◆ **Task details**
Search the data for the word "road" and copy every line where it occurs.

Collection entries:

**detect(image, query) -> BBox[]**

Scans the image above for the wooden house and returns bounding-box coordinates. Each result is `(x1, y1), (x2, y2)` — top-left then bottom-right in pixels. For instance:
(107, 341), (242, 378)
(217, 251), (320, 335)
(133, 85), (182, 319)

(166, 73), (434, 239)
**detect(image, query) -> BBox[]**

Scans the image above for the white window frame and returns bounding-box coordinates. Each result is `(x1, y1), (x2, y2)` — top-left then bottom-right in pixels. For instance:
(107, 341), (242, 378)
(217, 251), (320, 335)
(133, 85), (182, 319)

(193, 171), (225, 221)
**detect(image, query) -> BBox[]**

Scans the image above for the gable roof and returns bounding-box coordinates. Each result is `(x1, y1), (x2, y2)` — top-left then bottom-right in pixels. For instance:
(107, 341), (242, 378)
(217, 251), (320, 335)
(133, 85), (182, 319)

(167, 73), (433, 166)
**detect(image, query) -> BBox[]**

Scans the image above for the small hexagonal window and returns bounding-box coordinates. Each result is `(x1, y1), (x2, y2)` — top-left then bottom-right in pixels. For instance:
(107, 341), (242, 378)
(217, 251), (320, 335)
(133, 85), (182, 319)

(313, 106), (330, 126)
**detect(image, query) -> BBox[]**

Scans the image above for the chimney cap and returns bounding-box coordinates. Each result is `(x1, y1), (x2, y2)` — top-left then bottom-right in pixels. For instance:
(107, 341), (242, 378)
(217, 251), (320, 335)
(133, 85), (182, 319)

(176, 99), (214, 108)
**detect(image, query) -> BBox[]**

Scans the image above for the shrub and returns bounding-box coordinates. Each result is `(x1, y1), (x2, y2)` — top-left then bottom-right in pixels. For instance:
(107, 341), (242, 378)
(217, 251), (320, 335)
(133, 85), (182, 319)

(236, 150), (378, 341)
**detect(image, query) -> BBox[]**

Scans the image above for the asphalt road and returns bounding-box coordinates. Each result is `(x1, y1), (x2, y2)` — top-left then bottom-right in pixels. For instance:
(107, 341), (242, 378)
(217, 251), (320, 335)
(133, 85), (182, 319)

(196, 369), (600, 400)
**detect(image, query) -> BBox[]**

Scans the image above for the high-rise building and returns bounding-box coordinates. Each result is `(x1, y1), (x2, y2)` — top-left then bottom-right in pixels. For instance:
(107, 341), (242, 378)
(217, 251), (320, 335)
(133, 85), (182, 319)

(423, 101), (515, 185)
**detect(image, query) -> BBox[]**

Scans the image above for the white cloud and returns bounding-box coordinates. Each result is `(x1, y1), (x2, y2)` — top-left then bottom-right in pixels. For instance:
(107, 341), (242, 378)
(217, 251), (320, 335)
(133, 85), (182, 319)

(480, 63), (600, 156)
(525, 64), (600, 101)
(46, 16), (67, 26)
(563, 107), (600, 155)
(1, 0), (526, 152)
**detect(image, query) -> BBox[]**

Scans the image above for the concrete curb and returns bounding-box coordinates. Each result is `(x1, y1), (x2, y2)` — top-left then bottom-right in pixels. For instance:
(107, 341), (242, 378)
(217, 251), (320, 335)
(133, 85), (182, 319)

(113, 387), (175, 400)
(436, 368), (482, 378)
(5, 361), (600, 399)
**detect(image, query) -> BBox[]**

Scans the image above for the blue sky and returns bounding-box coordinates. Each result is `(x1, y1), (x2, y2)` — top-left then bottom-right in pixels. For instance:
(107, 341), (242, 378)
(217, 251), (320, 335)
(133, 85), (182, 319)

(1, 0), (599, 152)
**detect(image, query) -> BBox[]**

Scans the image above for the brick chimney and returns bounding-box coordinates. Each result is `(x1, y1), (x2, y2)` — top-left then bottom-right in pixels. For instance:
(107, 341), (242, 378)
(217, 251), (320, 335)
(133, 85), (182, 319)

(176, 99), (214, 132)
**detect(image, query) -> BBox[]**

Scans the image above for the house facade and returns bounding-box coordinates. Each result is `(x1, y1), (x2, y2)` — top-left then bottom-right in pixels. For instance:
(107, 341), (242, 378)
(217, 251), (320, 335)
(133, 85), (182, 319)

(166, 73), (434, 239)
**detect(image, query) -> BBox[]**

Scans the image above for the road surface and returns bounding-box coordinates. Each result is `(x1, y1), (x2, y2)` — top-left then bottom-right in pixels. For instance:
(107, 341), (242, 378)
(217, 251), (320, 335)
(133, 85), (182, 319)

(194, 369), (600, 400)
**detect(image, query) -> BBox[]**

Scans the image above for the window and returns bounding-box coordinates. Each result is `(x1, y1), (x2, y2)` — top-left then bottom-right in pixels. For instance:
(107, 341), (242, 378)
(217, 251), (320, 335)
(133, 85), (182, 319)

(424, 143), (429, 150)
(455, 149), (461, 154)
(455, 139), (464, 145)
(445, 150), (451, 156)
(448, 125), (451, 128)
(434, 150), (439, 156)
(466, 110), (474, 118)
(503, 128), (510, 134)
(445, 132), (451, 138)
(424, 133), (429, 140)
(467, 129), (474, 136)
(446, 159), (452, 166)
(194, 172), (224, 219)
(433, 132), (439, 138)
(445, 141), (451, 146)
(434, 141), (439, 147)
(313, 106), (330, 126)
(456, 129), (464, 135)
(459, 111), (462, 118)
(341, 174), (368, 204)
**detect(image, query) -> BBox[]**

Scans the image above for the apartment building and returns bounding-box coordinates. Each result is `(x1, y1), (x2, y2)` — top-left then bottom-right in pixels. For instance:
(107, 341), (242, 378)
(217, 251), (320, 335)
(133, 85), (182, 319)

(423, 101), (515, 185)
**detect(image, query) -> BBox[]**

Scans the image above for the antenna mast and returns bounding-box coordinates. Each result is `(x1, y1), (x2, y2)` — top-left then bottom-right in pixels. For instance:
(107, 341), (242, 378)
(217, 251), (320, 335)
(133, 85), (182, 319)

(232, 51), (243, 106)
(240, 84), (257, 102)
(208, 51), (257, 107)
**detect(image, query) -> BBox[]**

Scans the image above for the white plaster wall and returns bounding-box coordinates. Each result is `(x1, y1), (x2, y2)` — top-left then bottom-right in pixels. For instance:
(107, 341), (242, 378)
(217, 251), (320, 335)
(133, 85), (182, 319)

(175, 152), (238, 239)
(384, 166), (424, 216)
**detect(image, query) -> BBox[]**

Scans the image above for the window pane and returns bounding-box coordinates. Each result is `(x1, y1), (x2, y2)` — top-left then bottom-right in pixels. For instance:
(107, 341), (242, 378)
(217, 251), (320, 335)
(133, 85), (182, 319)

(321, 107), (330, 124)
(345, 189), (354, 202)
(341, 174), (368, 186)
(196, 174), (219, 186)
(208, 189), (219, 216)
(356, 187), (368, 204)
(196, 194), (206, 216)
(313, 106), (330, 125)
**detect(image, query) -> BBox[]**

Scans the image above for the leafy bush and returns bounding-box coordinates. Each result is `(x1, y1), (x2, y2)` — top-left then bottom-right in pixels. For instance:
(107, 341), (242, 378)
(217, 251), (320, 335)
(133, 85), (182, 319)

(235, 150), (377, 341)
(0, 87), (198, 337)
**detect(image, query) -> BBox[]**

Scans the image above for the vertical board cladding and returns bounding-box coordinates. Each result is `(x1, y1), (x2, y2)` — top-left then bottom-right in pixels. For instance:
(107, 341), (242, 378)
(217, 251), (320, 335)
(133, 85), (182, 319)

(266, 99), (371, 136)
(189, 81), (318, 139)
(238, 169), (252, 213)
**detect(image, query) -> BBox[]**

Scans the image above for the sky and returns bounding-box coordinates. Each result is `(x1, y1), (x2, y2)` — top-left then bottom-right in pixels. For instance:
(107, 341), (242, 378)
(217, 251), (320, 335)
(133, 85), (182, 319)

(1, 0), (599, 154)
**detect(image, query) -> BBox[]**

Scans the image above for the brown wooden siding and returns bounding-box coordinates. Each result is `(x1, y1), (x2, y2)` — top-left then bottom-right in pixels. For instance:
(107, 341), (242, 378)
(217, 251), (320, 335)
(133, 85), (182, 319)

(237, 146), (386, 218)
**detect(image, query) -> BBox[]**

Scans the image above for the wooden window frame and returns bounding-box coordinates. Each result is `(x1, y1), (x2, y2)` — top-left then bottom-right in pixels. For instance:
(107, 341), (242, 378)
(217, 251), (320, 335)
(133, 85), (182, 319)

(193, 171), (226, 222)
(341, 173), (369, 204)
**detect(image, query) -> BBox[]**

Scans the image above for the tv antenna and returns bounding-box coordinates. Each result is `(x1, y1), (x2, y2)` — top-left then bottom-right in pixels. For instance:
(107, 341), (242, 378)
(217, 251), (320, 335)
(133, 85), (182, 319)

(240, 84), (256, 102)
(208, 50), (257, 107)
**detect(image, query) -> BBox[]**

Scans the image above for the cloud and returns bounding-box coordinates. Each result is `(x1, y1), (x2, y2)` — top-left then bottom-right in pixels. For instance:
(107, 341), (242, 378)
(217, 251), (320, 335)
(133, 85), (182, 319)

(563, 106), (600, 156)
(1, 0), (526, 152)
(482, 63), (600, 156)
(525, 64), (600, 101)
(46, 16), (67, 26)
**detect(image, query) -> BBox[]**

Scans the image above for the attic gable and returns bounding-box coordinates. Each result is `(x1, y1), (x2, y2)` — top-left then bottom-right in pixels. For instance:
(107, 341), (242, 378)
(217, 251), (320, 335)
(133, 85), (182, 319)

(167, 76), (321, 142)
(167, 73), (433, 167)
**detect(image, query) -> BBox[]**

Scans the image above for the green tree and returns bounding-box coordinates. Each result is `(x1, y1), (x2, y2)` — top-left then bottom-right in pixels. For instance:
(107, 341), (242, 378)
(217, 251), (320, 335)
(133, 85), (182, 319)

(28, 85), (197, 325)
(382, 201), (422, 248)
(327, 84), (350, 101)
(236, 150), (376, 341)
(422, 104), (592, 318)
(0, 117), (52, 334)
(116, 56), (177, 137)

◆ **Reply**
Scans the image above for the asphalt road and returns bounding-box coordinates. Each result is `(x1, y1), (x2, y2)` — top-left then bottom-right in pixels. For instance:
Scans the image above for the road surface and returns bounding-box coordinates. Each result is `(x1, y1), (x2, y2)` — top-left then bottom-right in pixels. For instance:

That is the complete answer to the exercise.